▸ SHORT EXERCISE
Copy the listing below line for line, without changing anything, and leave the picture out of your answer.

▸ EXERCISE INPUTS
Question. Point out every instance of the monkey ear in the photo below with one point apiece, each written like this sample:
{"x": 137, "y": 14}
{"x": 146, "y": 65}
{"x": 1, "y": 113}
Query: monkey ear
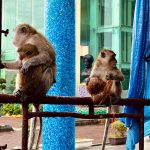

▸ WRITTEN ANSWER
Question. Point out every instance of the monkey ear in the photo below with one point apiece, each written like this sample:
{"x": 137, "y": 14}
{"x": 146, "y": 65}
{"x": 1, "y": 113}
Query: monkey ear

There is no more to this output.